— EXERCISE OBJECTIVE —
Pick out every line of the material that contains the string "detectRegion", and copy each of those lines.

Stored data:
##############################

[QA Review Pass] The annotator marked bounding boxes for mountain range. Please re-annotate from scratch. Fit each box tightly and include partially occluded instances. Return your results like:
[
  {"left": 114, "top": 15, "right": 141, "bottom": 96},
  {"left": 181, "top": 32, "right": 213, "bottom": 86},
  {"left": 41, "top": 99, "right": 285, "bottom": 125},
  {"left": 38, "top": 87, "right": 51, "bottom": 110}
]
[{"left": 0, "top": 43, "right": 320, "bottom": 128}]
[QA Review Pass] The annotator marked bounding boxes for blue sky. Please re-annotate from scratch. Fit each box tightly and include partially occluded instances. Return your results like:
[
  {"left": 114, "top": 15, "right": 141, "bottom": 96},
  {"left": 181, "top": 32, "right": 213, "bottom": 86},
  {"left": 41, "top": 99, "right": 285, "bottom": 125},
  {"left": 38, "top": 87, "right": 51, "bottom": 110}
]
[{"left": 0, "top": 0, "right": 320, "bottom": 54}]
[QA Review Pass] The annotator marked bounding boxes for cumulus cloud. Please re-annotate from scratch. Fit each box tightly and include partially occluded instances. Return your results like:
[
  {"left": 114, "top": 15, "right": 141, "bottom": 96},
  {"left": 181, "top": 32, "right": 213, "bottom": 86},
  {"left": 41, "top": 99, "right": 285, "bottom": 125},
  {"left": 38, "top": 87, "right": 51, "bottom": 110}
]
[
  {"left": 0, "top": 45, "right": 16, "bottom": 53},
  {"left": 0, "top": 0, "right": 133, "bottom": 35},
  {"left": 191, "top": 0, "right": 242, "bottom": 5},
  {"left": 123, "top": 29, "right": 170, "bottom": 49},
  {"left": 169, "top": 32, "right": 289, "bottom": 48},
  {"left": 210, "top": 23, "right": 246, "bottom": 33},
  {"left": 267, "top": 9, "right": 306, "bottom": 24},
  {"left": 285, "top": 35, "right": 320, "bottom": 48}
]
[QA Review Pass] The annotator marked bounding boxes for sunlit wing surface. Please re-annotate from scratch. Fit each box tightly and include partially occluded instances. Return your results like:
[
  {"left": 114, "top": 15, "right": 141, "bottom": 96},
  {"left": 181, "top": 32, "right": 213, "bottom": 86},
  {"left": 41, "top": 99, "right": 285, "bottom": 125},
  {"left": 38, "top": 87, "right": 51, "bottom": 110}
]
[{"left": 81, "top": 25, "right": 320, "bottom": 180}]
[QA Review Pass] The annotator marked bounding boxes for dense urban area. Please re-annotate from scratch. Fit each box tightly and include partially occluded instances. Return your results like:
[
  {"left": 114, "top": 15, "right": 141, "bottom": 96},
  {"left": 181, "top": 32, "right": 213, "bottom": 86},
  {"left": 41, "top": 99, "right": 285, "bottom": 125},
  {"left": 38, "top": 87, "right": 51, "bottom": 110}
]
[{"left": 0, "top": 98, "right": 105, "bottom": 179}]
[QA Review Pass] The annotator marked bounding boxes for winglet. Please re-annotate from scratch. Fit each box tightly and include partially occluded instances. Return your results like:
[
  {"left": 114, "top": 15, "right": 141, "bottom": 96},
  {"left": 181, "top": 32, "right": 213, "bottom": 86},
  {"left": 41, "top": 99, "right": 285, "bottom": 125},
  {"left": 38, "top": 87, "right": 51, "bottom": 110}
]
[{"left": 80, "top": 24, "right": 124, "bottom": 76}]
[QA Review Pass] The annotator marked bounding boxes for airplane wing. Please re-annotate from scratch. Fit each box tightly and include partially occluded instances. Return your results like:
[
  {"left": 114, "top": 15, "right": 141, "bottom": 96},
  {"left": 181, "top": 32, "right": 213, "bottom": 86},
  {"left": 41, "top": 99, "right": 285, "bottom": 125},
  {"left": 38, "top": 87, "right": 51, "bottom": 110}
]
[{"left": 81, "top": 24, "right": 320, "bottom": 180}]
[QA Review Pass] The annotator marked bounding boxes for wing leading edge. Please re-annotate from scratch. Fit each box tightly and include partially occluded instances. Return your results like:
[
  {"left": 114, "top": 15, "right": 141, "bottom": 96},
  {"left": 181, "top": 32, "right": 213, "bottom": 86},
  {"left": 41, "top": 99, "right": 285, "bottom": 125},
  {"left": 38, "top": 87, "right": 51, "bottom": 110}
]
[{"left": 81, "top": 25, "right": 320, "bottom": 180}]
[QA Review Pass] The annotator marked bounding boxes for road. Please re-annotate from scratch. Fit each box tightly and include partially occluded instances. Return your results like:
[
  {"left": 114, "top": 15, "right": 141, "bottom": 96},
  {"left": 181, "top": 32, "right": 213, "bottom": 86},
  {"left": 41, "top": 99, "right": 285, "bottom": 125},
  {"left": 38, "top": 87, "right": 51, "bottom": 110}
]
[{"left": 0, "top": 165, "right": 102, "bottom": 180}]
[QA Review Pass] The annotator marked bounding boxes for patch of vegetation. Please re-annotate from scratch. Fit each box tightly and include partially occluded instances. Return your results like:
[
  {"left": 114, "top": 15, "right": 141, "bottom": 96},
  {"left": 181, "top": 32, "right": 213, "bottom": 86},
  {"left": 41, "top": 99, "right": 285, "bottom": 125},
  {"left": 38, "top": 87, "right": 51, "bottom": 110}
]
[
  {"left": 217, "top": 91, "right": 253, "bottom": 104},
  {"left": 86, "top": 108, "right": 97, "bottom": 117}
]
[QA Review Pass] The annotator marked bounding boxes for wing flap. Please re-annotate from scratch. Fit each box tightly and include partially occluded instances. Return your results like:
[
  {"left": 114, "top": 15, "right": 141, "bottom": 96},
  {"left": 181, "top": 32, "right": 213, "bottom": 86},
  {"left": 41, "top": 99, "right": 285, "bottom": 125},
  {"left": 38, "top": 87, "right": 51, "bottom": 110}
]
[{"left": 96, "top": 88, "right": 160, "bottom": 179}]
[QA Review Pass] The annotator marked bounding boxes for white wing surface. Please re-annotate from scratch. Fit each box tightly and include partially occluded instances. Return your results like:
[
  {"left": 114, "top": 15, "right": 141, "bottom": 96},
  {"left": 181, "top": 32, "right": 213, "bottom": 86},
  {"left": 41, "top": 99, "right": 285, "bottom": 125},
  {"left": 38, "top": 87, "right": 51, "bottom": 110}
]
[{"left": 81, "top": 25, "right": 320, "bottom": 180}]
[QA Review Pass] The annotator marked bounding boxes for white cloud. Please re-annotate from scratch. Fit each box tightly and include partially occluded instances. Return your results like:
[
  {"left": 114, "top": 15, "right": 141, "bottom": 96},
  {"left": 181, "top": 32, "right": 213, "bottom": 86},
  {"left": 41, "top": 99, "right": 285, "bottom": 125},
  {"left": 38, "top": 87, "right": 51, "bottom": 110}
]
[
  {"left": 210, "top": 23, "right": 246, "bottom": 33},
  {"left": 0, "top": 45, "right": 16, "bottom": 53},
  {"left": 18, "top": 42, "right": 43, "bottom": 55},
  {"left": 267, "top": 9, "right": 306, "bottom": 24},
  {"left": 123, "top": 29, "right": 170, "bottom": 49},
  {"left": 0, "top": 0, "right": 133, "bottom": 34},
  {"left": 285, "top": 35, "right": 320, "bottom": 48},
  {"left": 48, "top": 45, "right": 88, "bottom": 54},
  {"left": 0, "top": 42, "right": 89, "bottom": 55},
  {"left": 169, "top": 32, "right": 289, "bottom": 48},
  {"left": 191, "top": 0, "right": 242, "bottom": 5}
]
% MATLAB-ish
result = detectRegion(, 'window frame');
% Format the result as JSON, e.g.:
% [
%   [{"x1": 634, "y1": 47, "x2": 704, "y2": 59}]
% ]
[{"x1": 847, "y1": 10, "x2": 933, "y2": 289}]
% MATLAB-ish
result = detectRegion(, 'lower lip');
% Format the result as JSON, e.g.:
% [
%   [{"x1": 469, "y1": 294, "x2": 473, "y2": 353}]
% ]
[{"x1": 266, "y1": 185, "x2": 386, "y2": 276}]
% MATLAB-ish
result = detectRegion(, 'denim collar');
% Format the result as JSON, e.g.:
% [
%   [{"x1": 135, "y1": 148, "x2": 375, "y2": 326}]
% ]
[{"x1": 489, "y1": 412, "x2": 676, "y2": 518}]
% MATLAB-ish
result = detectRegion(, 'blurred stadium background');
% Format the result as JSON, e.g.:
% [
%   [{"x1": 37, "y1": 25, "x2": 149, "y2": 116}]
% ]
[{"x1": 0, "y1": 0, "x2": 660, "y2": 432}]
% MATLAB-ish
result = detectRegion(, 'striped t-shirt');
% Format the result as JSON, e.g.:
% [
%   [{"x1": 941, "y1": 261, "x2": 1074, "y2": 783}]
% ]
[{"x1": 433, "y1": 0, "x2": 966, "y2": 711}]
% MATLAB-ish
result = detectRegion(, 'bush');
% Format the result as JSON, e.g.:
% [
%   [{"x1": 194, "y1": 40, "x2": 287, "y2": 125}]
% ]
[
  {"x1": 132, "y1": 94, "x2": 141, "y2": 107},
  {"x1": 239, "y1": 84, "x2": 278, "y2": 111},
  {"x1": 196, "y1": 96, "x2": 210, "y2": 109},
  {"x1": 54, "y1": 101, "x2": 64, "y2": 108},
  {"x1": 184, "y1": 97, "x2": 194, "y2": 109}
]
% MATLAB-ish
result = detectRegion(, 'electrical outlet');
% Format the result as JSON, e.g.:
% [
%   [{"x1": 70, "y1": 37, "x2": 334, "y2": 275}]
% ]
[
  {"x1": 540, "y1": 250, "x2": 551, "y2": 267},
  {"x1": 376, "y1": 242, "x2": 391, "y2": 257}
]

##############################

— OUTPUT FOR THIS TASK —
result = detectRegion(, 'window frame');
result = detectRegion(, 'lower lip');
result = detectRegion(, 'denim collar');
result = detectRegion(, 'blurred stadium background');
result = detectRegion(, 'striped t-shirt');
result = detectRegion(, 'bush');
result = detectRegion(, 'electrical outlet');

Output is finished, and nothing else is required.